Enunciado → Localiza en las filas de abajo cada línea que contenga la palabra "dirt" y cópiala completa. Ten en cuenta que se distinguen mayúsculas y minúsculas.

Entradas de etiquetado de regiones:
* * * * * * * * *
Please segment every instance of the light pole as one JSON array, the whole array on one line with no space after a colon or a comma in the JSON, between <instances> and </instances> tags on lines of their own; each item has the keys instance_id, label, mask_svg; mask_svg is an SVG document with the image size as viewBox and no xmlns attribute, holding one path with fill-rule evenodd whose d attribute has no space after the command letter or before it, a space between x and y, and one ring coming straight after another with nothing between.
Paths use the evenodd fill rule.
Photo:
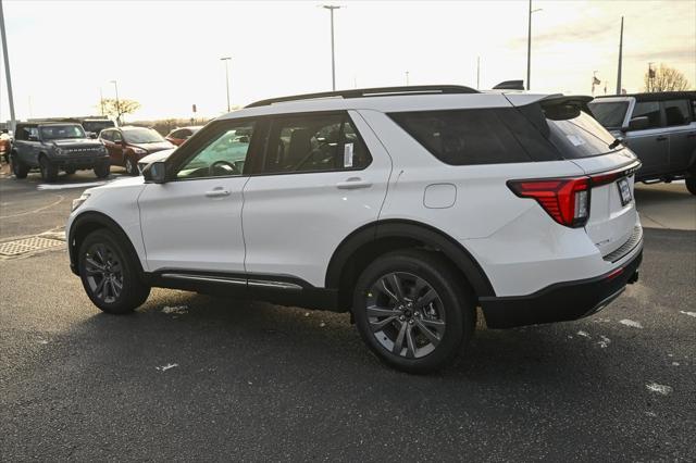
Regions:
<instances>
[{"instance_id":1,"label":"light pole","mask_svg":"<svg viewBox=\"0 0 696 463\"><path fill-rule=\"evenodd\" d=\"M340 7L336 7L333 4L324 4L322 8L325 8L331 12L331 86L334 91L336 91L336 58L334 52L334 10L339 10Z\"/></svg>"},{"instance_id":2,"label":"light pole","mask_svg":"<svg viewBox=\"0 0 696 463\"><path fill-rule=\"evenodd\" d=\"M119 101L119 84L115 80L111 80L113 88L116 92L116 124L121 125L121 102Z\"/></svg>"},{"instance_id":3,"label":"light pole","mask_svg":"<svg viewBox=\"0 0 696 463\"><path fill-rule=\"evenodd\" d=\"M220 61L225 62L225 85L227 86L227 112L229 112L229 67L227 63L232 60L232 57L221 58Z\"/></svg>"},{"instance_id":4,"label":"light pole","mask_svg":"<svg viewBox=\"0 0 696 463\"><path fill-rule=\"evenodd\" d=\"M10 57L8 55L8 37L4 34L4 13L2 0L0 0L0 36L2 38L2 54L4 55L4 75L8 79L8 102L10 103L10 130L14 133L16 121L14 118L14 98L12 97L12 78L10 77Z\"/></svg>"},{"instance_id":5,"label":"light pole","mask_svg":"<svg viewBox=\"0 0 696 463\"><path fill-rule=\"evenodd\" d=\"M532 13L542 11L540 8L532 10L532 0L530 0L530 17L526 36L526 89L530 89L530 76L532 75Z\"/></svg>"}]
</instances>

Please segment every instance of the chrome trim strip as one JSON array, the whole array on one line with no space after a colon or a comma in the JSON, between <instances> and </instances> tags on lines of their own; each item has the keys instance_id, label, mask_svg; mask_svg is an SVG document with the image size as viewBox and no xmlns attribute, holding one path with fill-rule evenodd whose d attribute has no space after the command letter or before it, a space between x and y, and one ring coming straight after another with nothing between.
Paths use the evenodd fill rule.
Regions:
<instances>
[{"instance_id":1,"label":"chrome trim strip","mask_svg":"<svg viewBox=\"0 0 696 463\"><path fill-rule=\"evenodd\" d=\"M228 285L246 285L245 278L225 278L222 276L189 275L182 273L163 273L162 278L188 279L194 281L225 283Z\"/></svg>"},{"instance_id":2,"label":"chrome trim strip","mask_svg":"<svg viewBox=\"0 0 696 463\"><path fill-rule=\"evenodd\" d=\"M257 288L287 289L287 290L291 290L291 291L301 291L302 290L301 286L296 285L294 283L266 281L266 280L262 280L262 279L250 279L249 280L249 286L257 287Z\"/></svg>"}]
</instances>

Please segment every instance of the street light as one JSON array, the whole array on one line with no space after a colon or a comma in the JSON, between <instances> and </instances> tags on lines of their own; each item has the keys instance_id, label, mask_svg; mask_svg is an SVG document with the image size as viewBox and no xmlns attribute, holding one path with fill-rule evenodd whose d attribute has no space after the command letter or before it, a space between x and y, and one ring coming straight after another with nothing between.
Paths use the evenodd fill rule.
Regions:
<instances>
[{"instance_id":1,"label":"street light","mask_svg":"<svg viewBox=\"0 0 696 463\"><path fill-rule=\"evenodd\" d=\"M116 123L121 125L121 103L119 102L119 84L115 80L111 80L113 88L116 92Z\"/></svg>"},{"instance_id":2,"label":"street light","mask_svg":"<svg viewBox=\"0 0 696 463\"><path fill-rule=\"evenodd\" d=\"M532 13L542 11L540 8L532 10L532 0L530 0L530 23L526 36L526 89L530 89L530 76L532 75Z\"/></svg>"},{"instance_id":3,"label":"street light","mask_svg":"<svg viewBox=\"0 0 696 463\"><path fill-rule=\"evenodd\" d=\"M227 63L232 60L232 57L221 58L220 61L225 62L225 85L227 86L227 112L229 112L229 68L227 67Z\"/></svg>"},{"instance_id":4,"label":"street light","mask_svg":"<svg viewBox=\"0 0 696 463\"><path fill-rule=\"evenodd\" d=\"M340 7L333 4L324 4L322 8L331 12L331 85L334 91L336 91L336 59L334 54L334 10L339 10Z\"/></svg>"}]
</instances>

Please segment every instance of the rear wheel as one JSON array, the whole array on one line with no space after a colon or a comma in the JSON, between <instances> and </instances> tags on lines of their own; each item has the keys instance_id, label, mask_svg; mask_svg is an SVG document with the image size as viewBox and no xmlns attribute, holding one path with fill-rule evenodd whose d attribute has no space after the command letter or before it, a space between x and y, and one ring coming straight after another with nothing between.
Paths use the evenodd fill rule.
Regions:
<instances>
[{"instance_id":1,"label":"rear wheel","mask_svg":"<svg viewBox=\"0 0 696 463\"><path fill-rule=\"evenodd\" d=\"M55 182L58 178L58 166L51 164L45 155L39 158L39 167L41 168L41 178L45 182Z\"/></svg>"},{"instance_id":2,"label":"rear wheel","mask_svg":"<svg viewBox=\"0 0 696 463\"><path fill-rule=\"evenodd\" d=\"M107 178L111 173L111 165L108 162L95 165L95 175L99 178Z\"/></svg>"},{"instance_id":3,"label":"rear wheel","mask_svg":"<svg viewBox=\"0 0 696 463\"><path fill-rule=\"evenodd\" d=\"M29 167L17 159L16 153L12 154L12 173L16 178L26 178Z\"/></svg>"},{"instance_id":4,"label":"rear wheel","mask_svg":"<svg viewBox=\"0 0 696 463\"><path fill-rule=\"evenodd\" d=\"M128 158L126 158L126 174L128 175L138 175L138 165L135 162L135 160L133 159L132 155L129 155Z\"/></svg>"},{"instance_id":5,"label":"rear wheel","mask_svg":"<svg viewBox=\"0 0 696 463\"><path fill-rule=\"evenodd\" d=\"M475 326L474 304L461 277L426 251L398 251L375 260L353 295L360 336L385 363L409 373L445 366Z\"/></svg>"},{"instance_id":6,"label":"rear wheel","mask_svg":"<svg viewBox=\"0 0 696 463\"><path fill-rule=\"evenodd\" d=\"M138 278L137 262L107 229L89 234L79 247L79 277L87 296L100 310L123 314L140 306L150 287Z\"/></svg>"}]
</instances>

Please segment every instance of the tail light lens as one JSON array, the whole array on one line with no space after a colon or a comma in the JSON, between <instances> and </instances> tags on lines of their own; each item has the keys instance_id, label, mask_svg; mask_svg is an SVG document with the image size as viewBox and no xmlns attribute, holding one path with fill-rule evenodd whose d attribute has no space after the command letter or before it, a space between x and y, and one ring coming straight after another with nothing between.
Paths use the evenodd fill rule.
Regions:
<instances>
[{"instance_id":1,"label":"tail light lens","mask_svg":"<svg viewBox=\"0 0 696 463\"><path fill-rule=\"evenodd\" d=\"M509 180L508 187L520 198L535 199L567 227L583 227L589 218L589 177Z\"/></svg>"}]
</instances>

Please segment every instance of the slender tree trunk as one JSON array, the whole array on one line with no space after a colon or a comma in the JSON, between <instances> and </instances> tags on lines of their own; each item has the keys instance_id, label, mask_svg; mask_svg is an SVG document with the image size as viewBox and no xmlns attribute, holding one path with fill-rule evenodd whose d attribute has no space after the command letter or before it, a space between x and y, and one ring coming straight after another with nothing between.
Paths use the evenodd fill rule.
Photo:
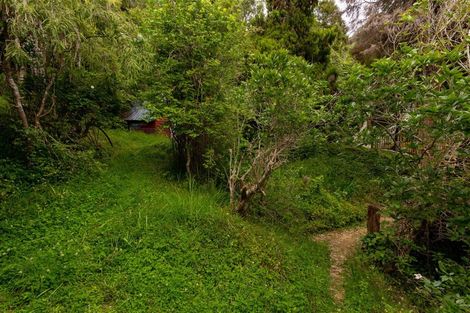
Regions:
<instances>
[{"instance_id":1,"label":"slender tree trunk","mask_svg":"<svg viewBox=\"0 0 470 313\"><path fill-rule=\"evenodd\" d=\"M36 113L36 116L34 117L34 126L36 128L41 128L41 117L43 117L44 115L47 115L48 113L48 112L45 112L46 102L47 102L47 98L49 97L49 91L51 90L52 85L54 84L54 81L55 81L55 77L52 77L49 80L49 83L47 84L46 89L44 90L44 94L41 99L41 105L39 106L39 110Z\"/></svg>"},{"instance_id":2,"label":"slender tree trunk","mask_svg":"<svg viewBox=\"0 0 470 313\"><path fill-rule=\"evenodd\" d=\"M18 84L16 83L15 79L13 78L13 70L11 68L11 64L9 61L3 60L3 69L5 72L5 77L10 87L11 91L13 92L13 97L15 100L15 108L18 112L18 115L21 119L24 128L29 128L28 118L26 113L23 109L23 101L20 93L20 89L18 88Z\"/></svg>"}]
</instances>

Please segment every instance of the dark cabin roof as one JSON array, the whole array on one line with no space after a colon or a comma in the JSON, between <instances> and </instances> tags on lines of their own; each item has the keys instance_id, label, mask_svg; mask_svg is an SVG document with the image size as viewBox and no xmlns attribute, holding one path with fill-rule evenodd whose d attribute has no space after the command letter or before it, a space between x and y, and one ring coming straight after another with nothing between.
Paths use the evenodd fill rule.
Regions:
<instances>
[{"instance_id":1,"label":"dark cabin roof","mask_svg":"<svg viewBox=\"0 0 470 313\"><path fill-rule=\"evenodd\" d=\"M125 121L146 121L150 118L150 112L141 105L134 105L124 118Z\"/></svg>"}]
</instances>

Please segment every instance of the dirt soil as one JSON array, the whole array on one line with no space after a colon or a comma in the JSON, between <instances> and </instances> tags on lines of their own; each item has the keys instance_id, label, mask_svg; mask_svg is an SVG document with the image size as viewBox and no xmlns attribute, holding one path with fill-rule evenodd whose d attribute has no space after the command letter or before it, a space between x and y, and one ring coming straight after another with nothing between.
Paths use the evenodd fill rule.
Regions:
<instances>
[{"instance_id":1,"label":"dirt soil","mask_svg":"<svg viewBox=\"0 0 470 313\"><path fill-rule=\"evenodd\" d=\"M345 262L354 254L361 237L366 233L367 229L361 226L352 229L335 230L313 237L315 241L327 243L330 248L330 291L336 302L344 300L343 272Z\"/></svg>"}]
</instances>

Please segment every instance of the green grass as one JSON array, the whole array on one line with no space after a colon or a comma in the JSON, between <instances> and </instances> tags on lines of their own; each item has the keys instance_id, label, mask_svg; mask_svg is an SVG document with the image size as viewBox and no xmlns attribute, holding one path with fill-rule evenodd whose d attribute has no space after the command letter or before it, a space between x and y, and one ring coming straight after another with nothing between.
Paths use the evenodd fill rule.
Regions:
<instances>
[{"instance_id":1,"label":"green grass","mask_svg":"<svg viewBox=\"0 0 470 313\"><path fill-rule=\"evenodd\" d=\"M407 297L396 290L380 269L368 265L359 254L348 261L346 298L340 312L408 313L416 312Z\"/></svg>"},{"instance_id":2,"label":"green grass","mask_svg":"<svg viewBox=\"0 0 470 313\"><path fill-rule=\"evenodd\" d=\"M322 245L165 178L166 139L112 132L96 175L0 209L0 311L330 312Z\"/></svg>"},{"instance_id":3,"label":"green grass","mask_svg":"<svg viewBox=\"0 0 470 313\"><path fill-rule=\"evenodd\" d=\"M166 138L111 135L100 172L0 203L0 311L401 312L365 266L334 304L325 245L172 179Z\"/></svg>"}]
</instances>

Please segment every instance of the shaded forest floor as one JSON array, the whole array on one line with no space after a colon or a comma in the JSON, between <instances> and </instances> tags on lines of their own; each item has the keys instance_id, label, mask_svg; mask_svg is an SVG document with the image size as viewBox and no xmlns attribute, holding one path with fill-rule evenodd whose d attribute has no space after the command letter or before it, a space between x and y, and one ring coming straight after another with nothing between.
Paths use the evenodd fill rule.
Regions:
<instances>
[{"instance_id":1,"label":"shaded forest floor","mask_svg":"<svg viewBox=\"0 0 470 313\"><path fill-rule=\"evenodd\" d=\"M215 187L174 180L167 139L111 135L101 172L0 204L1 311L408 311L354 259L335 303L327 245L232 214Z\"/></svg>"}]
</instances>

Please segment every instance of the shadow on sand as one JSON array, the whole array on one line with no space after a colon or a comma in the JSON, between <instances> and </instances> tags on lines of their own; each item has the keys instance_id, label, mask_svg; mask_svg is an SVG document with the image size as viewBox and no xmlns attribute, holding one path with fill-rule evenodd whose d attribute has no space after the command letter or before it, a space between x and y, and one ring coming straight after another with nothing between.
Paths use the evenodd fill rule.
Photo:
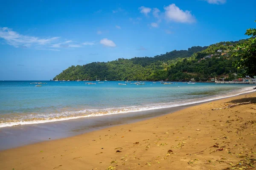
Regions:
<instances>
[{"instance_id":1,"label":"shadow on sand","mask_svg":"<svg viewBox=\"0 0 256 170\"><path fill-rule=\"evenodd\" d=\"M230 102L234 104L242 103L244 102L248 102L251 101L251 103L256 103L256 97L248 97L247 98L236 99Z\"/></svg>"}]
</instances>

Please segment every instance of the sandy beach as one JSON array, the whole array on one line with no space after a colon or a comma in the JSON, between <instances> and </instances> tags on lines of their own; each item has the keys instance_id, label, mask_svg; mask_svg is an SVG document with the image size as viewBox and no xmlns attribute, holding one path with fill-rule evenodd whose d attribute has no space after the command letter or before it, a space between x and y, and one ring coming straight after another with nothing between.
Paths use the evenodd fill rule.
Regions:
<instances>
[{"instance_id":1,"label":"sandy beach","mask_svg":"<svg viewBox=\"0 0 256 170\"><path fill-rule=\"evenodd\" d=\"M255 92L243 94L136 123L2 151L0 169L253 169L256 96ZM249 101L252 103L223 108Z\"/></svg>"}]
</instances>

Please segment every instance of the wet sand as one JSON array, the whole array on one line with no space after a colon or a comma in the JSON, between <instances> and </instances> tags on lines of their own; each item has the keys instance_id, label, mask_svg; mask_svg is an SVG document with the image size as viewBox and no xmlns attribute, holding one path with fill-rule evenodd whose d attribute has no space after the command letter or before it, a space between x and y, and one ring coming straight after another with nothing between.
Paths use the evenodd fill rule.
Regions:
<instances>
[{"instance_id":1,"label":"wet sand","mask_svg":"<svg viewBox=\"0 0 256 170\"><path fill-rule=\"evenodd\" d=\"M247 94L0 151L0 169L253 169L256 102L256 93Z\"/></svg>"}]
</instances>

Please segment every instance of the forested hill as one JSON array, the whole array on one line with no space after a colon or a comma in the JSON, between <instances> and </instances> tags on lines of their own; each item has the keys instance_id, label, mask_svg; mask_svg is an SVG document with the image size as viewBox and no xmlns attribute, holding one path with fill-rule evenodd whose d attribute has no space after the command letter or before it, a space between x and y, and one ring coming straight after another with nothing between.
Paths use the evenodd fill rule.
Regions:
<instances>
[{"instance_id":1,"label":"forested hill","mask_svg":"<svg viewBox=\"0 0 256 170\"><path fill-rule=\"evenodd\" d=\"M174 50L153 57L119 58L105 62L93 62L83 65L72 65L53 79L76 80L186 81L192 78L207 81L218 75L233 78L238 72L232 66L231 57L237 49L236 42L221 42L208 47L194 46L188 50ZM222 51L218 52L218 50ZM220 51L220 50L218 51ZM212 56L211 56L211 54Z\"/></svg>"}]
</instances>

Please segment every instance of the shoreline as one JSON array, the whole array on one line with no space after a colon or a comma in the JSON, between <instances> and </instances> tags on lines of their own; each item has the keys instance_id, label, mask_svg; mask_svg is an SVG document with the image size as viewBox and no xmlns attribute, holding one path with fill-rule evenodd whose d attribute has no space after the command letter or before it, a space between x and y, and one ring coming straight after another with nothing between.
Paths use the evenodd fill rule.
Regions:
<instances>
[{"instance_id":1,"label":"shoreline","mask_svg":"<svg viewBox=\"0 0 256 170\"><path fill-rule=\"evenodd\" d=\"M247 93L250 93L251 92L253 92L255 91L255 90L252 89L253 88L253 86L250 87L250 88L252 88L251 90L247 90L246 91L240 91L239 93L236 94L226 94L225 95L221 96L220 97L217 97L216 96L215 96L214 98L211 98L209 99L205 99L202 98L200 100L198 101L194 101L190 102L188 102L184 104L181 104L178 105L176 105L176 104L174 104L173 105L169 105L166 106L162 106L161 107L157 108L144 108L142 109L141 110L131 110L129 111L118 111L117 112L113 112L111 113L108 113L107 114L104 113L96 113L96 114L89 114L89 115L81 115L76 116L70 116L70 117L62 117L61 118L52 118L52 119L47 119L44 120L33 120L33 121L29 121L27 122L23 122L23 121L20 121L17 122L9 122L6 123L6 125L4 125L3 124L0 124L0 130L1 128L6 128L6 127L14 127L15 126L19 126L19 125L36 125L36 124L44 124L47 123L49 122L56 122L59 121L67 121L68 120L73 120L75 119L79 119L81 118L84 118L87 117L97 117L97 116L104 116L106 115L115 115L115 114L124 114L124 113L134 113L134 112L139 112L141 111L147 111L152 110L156 110L158 109L162 109L168 108L172 108L176 107L182 107L183 106L186 106L187 105L198 105L200 103L203 103L204 102L207 102L211 101L214 101L216 99L224 99L225 98L230 97L232 96L236 96L238 95L239 95L242 94L245 94ZM247 87L247 88L249 88ZM197 99L200 99L200 98ZM144 106L146 108L146 106ZM80 112L80 111L79 111ZM22 122L22 123L21 123Z\"/></svg>"},{"instance_id":2,"label":"shoreline","mask_svg":"<svg viewBox=\"0 0 256 170\"><path fill-rule=\"evenodd\" d=\"M235 165L241 159L236 156L253 155L256 151L256 106L253 103L211 109L223 108L227 102L255 102L256 94L254 92L212 100L136 123L1 151L0 169L230 167L228 163ZM214 144L218 148L211 147Z\"/></svg>"},{"instance_id":3,"label":"shoreline","mask_svg":"<svg viewBox=\"0 0 256 170\"><path fill-rule=\"evenodd\" d=\"M51 140L64 139L113 126L131 124L154 119L208 102L254 93L251 91L255 91L253 90L231 96L222 96L219 98L204 99L200 100L199 102L195 102L192 103L189 103L171 107L125 113L82 117L41 124L1 128L0 137L2 139L0 140L0 151L47 141L49 138Z\"/></svg>"}]
</instances>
* * * * * * * * *
Respuesta completa →
Please segment every instance of the dirt soil as one JSON array, the whole array on one line with no space after a colon or a comma in the JSON, between <instances> and </instances> tags on lines of their own; each item has the keys instance_id, label, mask_svg; mask_svg is an SVG document with the image size as viewBox and no xmlns attribute, holding one path with fill-rule evenodd whose d attribute has no space after the command letter or before it, a space between x and y, and one ring coming straight after another with nothing between.
[{"instance_id":1,"label":"dirt soil","mask_svg":"<svg viewBox=\"0 0 470 313\"><path fill-rule=\"evenodd\" d=\"M345 262L354 254L361 237L366 233L367 229L361 226L352 229L335 230L313 237L315 241L327 243L330 248L330 291L336 302L344 300L343 272Z\"/></svg>"}]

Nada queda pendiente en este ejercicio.